_Problems and tasks_
**a)** Answer these questions from the Arcimoto forum thread below:
(i) How many prototype versions does the first post say the company has been through?
(ii) Which state does solarguy say he lives in?
(iii) Which vehicle is called a textbook version of how not to build a three-wheeler?
**b)** In the Arcimoto forum thread below, why does solarguy expect the vehicle to have a low center of gravity? Reply in one to three sentences.

_Extract to read_
☆ ☆ ☆ ☆ ☆
# Arcimoto...hmmmm interesting. 70 or 130 miles, 11-12 kilobucks



## solarguy (Aug 27, 2009)

Haven't seen this posted here.

They have been through the prototype stage (8 versions now) and are ready to start selling stuff.

3 wheeled.

Good range.

Open cockpit or enclosed.

2 seater plus some gear.

No heater...

https://www.arcimoto.com/


----------



## Hollie Maea (Dec 9, 2009)

Best of luck to these guys (yay, local Oregon company) but to be honest if they had had a product 8 years ago when they first started, they'd probably have a bit easier market.


----------



## solarguy (Aug 27, 2009)

A bunch of folks over on the ecomodder forum have been watching the 3 wheeled gasser from Elio flounder around for years.

Still nothing you can buy, but they want more investment money. Looks like vaporware...


In comparison, it looks like the Arcimoto people will actually sell you something if you live in their market. Not in my state of course (michigan), but they have big plans.

We'll see if anything comes of it.


----------



## samwichse (Jan 28, 2012)

That IS a really interesting beast.

Truly a three wheeled motorcycle (handlebar steering, brakes, throttle), saddle-like seating straddling the battery, open frame design. BUT! Then they have automotive looking seats, front motor position, and FWD. Quite the mishmash. 

It does look a little top heavy to me, I'd like to see a slalom video.


----------



## solarguy (Aug 27, 2009)

The batteries, motors, etc all sit really low. The relatively tall frame is fairly light, so I would expect a good/decent/low center of gravity. That's pretty much required if you want a reverse trike that's not terrifying to drive.

The Reliant Robin from the UK is pretty much a textbook version of how not to do it. One wheel in the front, two in the back. High center of gravity, short wheelbase. If you've never seen the video from top gear, it's hilarious.

https://www.youtube.com/watch?v=QQh56geU0X8


----------



## jddcircuit (Mar 18, 2010)

I think these guys really have something here. I like several of the design choices.

They don't talk much about their tech but perhaps it is proprietary on purpose.
☆ ☆ ☆ ☆ ☆
_Recorded information_
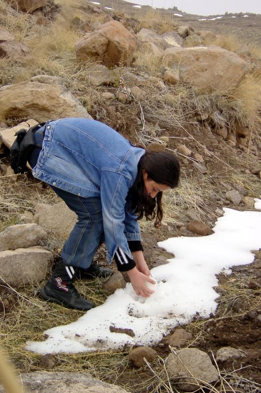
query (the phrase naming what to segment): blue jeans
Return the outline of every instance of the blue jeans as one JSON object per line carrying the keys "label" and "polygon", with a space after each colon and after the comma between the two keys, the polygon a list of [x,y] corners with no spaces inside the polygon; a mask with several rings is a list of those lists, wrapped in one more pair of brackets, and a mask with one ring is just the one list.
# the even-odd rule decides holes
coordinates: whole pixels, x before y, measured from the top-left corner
☆ ☆ ☆ ☆ ☆
_Answers given_
**a)**
(i) Eight.
(ii) Michigan.
(iii) The Reliant Robin from the UK.

**b)** He expects a low center of gravity because the batteries, motors and similar parts sit very low, and the relatively tall frame is fairly light. He adds that a low center of gravity is pretty much required for a reverse trike that isn't terrifying to drive.